> Text passage
*** Begin section ***

When we are babies the love of our mothers is really something we won’t survive without.
Yet when we become adults such intense and desperate longings create a warped idea of how real love must be marked by that inconsolable, anxious preoccupation with an idealized image – otherwise, if it is less unsettling or sweetly damaging, this love is practically a scam kind of love. Not real.
Some people who have a shaken sense of self or have been raised in an emotionally unresponsive environments, somehow become insatiable for love and affection. They idealize the idea of finding a loved one and drinking their love thirstily, smearing the boundaries of their own identity and inviting the other person to fill in the gap created by unanswered love, a broken heart, uncured self hate and so on.
The idea is that the more parts of you are lost, obscured, repressed or disowned somewhere along the way, the more desperately and impatiently you will need to intensely merge with another, to become part of them, and they to become part of you, making amends for all that it is not complete, enough, or good enough inside you. And it will all have to work like magic, instead of being achieved through conscious effort – or, God forbid! – tedious hard work. Because Real Love must always happen almost against your will, sweeping you away. It is not something you gradually grow into feeling. It is not that predictable and slow. Not that choosable.
The paradox is that no amount of passionate limerence can create or recreate what has been missing inside you or taken away from you. Limerence is not a cure. Burning passion and inconsolable crying are not the fix you need to feel alive. They are an analgesic that just volumes down the intensity of your weakened sense of a worthy self. This kind of love is like putting salt into an open wound – it quickly revives the ever present fear of rejection, fear of abandonment, the dormant self hate and alienation from self.

*** End section ***

> Exercise set
1 > Reproduce the part of the text on love and limerence that starts with "The paradox is" and goes on through "alienation from self.".
2 > Answer these questions from the text on love and limerence:
(a) What does the text say babies won't survive without?
(b) What does the text say limerence is not?
(c) What does the text compare this kind of love to in its last sentence?

> Extracted entries
*** Begin section ***

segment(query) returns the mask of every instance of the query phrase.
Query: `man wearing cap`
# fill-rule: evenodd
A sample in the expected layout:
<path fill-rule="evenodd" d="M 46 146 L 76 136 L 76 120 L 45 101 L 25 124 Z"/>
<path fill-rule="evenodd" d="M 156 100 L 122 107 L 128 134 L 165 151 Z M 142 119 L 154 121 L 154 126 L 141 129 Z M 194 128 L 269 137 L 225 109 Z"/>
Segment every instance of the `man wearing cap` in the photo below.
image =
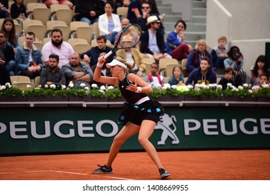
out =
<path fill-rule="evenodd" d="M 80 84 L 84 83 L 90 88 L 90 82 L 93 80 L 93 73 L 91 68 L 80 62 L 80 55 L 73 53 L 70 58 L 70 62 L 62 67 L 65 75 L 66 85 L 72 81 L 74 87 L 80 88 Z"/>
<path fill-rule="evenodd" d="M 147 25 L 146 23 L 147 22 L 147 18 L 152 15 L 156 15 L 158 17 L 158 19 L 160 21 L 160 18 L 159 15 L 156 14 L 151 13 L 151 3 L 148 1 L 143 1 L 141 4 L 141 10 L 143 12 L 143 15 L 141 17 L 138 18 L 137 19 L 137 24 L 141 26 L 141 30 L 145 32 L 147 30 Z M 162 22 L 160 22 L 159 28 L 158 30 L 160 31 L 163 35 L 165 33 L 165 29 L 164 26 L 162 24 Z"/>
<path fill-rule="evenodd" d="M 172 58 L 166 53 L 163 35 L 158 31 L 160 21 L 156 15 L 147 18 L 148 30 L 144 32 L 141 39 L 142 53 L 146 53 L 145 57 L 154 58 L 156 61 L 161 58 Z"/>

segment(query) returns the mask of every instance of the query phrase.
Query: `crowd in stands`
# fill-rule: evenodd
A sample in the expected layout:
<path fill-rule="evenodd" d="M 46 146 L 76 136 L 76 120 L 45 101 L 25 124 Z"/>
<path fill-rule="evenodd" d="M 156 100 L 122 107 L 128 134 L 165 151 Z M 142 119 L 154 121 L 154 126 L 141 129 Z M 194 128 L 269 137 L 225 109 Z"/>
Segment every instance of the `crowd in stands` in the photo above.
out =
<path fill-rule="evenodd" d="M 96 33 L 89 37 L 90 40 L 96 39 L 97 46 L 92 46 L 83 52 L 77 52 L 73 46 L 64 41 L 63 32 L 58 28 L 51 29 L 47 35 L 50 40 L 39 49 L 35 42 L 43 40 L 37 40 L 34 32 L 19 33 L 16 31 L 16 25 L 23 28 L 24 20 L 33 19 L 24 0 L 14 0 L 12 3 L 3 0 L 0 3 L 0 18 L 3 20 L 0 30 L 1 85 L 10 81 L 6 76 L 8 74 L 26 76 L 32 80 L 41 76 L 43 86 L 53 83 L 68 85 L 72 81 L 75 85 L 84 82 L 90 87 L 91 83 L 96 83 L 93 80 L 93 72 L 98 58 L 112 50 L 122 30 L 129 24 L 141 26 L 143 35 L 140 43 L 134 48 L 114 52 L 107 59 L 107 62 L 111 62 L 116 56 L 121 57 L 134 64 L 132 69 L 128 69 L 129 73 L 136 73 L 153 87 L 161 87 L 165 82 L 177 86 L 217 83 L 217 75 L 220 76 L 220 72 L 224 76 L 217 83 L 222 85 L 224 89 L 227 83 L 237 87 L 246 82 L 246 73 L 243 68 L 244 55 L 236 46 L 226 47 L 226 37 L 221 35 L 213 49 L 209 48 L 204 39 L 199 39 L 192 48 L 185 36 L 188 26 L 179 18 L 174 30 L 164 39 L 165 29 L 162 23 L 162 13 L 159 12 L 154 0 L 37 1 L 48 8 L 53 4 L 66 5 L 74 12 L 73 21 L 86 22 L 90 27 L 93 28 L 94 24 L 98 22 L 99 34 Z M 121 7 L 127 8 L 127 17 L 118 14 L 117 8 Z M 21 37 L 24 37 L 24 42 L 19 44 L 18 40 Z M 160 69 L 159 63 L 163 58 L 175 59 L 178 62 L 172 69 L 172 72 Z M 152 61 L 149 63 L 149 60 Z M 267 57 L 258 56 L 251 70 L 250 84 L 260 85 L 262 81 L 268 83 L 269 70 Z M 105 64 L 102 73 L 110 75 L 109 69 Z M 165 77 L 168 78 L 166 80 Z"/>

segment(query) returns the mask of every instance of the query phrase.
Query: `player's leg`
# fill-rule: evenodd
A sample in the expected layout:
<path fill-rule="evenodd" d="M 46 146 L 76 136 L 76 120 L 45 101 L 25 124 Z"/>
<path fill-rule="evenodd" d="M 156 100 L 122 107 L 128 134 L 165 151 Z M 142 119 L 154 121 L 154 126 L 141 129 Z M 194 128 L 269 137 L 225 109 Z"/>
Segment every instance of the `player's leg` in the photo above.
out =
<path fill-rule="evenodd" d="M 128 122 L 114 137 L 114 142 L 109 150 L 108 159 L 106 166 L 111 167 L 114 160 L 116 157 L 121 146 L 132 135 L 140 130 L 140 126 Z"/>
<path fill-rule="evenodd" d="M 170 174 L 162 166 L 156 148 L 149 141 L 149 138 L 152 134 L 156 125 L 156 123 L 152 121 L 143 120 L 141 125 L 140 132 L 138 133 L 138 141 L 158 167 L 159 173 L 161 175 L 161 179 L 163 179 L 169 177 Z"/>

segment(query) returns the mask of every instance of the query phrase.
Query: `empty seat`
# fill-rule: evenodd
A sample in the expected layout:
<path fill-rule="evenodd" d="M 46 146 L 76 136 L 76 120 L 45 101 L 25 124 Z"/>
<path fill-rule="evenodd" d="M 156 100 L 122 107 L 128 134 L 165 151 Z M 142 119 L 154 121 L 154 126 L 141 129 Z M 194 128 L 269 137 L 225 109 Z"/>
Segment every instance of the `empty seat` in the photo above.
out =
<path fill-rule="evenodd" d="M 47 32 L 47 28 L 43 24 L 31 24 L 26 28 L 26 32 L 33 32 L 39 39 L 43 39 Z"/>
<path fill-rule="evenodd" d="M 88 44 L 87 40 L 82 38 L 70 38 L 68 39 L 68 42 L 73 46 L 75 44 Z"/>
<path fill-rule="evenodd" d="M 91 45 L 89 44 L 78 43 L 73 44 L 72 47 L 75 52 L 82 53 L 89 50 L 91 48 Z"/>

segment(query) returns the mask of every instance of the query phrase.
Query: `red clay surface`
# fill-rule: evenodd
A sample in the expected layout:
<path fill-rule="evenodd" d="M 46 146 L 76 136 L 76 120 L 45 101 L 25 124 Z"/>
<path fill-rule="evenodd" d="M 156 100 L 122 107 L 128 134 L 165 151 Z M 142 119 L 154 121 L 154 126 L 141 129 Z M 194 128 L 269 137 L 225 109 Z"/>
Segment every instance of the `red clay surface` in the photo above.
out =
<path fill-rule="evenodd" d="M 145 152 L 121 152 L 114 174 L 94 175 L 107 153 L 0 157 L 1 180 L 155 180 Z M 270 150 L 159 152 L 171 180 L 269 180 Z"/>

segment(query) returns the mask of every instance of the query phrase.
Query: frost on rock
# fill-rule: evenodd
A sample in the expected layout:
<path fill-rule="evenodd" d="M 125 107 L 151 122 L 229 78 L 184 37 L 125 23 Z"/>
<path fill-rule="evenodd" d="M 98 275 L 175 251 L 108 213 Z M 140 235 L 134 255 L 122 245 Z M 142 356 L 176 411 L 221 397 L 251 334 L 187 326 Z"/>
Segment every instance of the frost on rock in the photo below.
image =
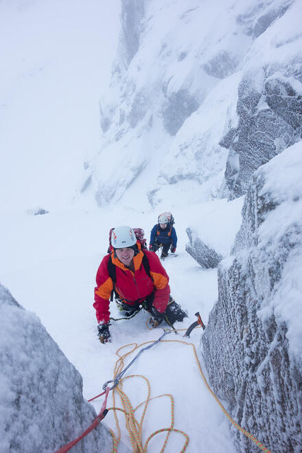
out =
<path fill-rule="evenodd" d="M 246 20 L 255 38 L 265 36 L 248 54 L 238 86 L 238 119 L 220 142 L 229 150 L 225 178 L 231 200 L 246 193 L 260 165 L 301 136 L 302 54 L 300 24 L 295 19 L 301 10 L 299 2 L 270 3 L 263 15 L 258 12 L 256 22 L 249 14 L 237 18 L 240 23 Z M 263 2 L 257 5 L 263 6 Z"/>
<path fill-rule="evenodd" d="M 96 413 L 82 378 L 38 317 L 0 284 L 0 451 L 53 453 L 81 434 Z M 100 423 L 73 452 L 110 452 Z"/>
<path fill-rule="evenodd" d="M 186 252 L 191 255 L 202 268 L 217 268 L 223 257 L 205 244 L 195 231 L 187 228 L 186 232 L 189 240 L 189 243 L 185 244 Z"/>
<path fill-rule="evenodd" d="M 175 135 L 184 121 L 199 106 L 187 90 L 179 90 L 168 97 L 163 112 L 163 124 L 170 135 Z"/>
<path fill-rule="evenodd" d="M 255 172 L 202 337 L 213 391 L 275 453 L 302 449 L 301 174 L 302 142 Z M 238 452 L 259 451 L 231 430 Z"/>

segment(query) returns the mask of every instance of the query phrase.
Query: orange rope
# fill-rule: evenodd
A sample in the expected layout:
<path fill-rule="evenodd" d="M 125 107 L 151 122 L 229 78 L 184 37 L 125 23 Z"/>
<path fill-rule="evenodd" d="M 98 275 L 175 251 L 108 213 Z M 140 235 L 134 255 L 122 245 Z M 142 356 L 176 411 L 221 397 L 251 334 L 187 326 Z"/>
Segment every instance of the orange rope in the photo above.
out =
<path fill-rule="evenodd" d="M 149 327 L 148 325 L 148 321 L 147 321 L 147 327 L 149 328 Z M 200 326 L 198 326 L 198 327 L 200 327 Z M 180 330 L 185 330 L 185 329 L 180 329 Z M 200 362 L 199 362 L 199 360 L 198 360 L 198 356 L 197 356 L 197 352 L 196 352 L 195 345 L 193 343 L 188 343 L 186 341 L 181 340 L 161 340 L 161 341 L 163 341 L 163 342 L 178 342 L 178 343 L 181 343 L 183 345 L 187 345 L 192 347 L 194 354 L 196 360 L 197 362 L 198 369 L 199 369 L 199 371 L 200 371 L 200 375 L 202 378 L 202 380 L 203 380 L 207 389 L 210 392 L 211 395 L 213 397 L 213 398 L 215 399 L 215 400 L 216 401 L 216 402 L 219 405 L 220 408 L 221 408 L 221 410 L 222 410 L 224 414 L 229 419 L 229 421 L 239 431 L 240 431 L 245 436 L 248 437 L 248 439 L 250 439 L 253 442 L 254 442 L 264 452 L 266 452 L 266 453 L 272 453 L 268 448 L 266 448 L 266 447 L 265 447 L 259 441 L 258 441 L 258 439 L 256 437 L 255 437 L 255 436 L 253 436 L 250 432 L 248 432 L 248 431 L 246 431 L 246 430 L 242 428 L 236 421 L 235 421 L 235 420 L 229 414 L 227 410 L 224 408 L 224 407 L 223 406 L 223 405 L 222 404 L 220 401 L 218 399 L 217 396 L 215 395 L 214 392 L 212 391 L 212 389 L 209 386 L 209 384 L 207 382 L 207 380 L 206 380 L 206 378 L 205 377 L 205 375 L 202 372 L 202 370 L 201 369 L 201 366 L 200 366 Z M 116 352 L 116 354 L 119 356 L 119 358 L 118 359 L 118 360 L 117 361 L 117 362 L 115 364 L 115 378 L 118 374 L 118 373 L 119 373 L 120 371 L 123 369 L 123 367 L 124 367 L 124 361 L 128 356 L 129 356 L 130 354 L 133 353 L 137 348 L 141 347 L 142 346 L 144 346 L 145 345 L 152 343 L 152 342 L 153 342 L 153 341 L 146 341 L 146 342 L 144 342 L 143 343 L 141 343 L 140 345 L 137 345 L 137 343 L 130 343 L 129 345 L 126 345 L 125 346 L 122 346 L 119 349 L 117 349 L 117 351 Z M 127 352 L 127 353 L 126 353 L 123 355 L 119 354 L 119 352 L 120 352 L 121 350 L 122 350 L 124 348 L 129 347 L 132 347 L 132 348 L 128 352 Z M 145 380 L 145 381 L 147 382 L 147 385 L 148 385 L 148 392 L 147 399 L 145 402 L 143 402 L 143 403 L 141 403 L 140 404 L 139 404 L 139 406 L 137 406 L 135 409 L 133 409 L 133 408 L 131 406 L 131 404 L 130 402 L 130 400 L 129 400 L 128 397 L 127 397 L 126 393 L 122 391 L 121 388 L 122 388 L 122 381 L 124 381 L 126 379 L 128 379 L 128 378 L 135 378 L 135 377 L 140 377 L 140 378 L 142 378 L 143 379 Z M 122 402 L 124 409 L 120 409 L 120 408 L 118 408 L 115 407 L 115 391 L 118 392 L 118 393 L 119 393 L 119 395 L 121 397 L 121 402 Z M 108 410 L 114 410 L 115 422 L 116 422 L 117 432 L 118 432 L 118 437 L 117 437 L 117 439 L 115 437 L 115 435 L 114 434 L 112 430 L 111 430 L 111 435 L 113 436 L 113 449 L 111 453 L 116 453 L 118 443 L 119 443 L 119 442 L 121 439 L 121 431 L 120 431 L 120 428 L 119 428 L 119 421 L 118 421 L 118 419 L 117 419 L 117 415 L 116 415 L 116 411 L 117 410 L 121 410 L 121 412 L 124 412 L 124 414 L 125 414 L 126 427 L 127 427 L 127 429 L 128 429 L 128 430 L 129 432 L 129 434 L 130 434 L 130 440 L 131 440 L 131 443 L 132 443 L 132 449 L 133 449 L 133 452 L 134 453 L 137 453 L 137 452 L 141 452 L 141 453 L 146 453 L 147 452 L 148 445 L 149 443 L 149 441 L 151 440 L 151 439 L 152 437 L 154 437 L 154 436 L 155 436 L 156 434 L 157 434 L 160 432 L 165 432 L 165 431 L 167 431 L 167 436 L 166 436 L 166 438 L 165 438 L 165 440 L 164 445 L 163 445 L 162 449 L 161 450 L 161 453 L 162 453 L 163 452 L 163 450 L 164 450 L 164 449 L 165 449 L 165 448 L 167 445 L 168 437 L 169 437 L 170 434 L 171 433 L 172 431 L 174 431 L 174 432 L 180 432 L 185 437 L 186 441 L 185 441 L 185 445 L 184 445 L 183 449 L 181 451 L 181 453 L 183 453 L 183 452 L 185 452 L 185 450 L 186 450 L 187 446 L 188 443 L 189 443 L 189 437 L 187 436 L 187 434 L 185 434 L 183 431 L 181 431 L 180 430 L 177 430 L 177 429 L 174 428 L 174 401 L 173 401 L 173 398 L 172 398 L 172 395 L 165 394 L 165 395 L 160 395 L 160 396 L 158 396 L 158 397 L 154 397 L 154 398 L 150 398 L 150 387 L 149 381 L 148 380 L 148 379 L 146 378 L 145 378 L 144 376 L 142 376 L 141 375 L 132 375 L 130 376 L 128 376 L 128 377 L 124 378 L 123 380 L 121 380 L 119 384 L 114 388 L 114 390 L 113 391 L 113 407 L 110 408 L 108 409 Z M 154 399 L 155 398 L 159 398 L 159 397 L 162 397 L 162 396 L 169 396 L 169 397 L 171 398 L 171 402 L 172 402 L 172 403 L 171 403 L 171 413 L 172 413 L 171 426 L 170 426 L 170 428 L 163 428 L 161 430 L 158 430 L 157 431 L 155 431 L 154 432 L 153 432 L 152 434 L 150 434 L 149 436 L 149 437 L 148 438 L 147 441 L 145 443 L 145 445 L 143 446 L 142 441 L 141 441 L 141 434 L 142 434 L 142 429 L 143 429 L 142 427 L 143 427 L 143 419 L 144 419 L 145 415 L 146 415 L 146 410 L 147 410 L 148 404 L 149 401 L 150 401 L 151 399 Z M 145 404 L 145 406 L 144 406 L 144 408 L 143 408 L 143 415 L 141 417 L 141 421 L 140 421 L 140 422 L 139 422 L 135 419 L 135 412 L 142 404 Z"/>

*** End section ***

> Responses
1 >
The paradox is that no amount of passionate limerence can create or recreate what has been missing inside you or taken away from you. Limerence is not a cure. Burning passion and inconsolable crying are not the fix you need to feel alive. They are an analgesic that just volumes down the intensity of your weakened sense of a worthy self. This kind of love is like putting salt into an open wound – it quickly revives the ever present fear of rejection, fear of abandonment, the dormant self hate and alienation from self.

2 >
(a) The love of their mothers.
(b) A cure.
(c) Putting salt into an open wound.